Welcoming fat dancers in the pole industry – a talk by Ela Aur

At the Pole Weekender, I had the privilege and pleasure to listen to Ela Aur’s seminar about how the pole dance industry can do better to include and cater for fat polers. This blog is a summary of Ela’s talk.

About Ela Aur

Ela Aur is a Cypriot ex academic with a neuroscience MPhil, a data coach, a pole dance performer and instructor. A force of nature on the stage, Ela is all about giving face and taking up space. Mostly a floor dweller, she uses her ass, legs, and face to hypnotise the audience. No stranger to performing, she has recently adapted to virtual performances. On top of all these things, Ela defines herself as fat.

“I don’t go by plus size,” she says. “I proudly label myself as ‘fat.'” Why? Because being fat is an integral part of her experience; it characterises the way she interacts the world around her and it influences her bookings, the way she performs tricks and the way people view her.

I met Ela for the first time during Beanie The Jet‘s PD Filthy Friday’s Halloween show in 2018, when she gave me massive Dr. Frank N. Furter vibes with her gorgeous hair and costume. I was massively inspired by another pole dancing academic taking up space both in academia and in the pole world, so you can imagine I was thrilled to find out that she, too, would be teaching at the Pole Weekender.

**Directions for this task:** According to the talk summary, what academic degree does Ela Aur hold?

**Data:**
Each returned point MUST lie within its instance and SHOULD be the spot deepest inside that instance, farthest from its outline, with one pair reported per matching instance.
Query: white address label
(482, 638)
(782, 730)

**Correct response:** She holds an MPhil in neuroscience.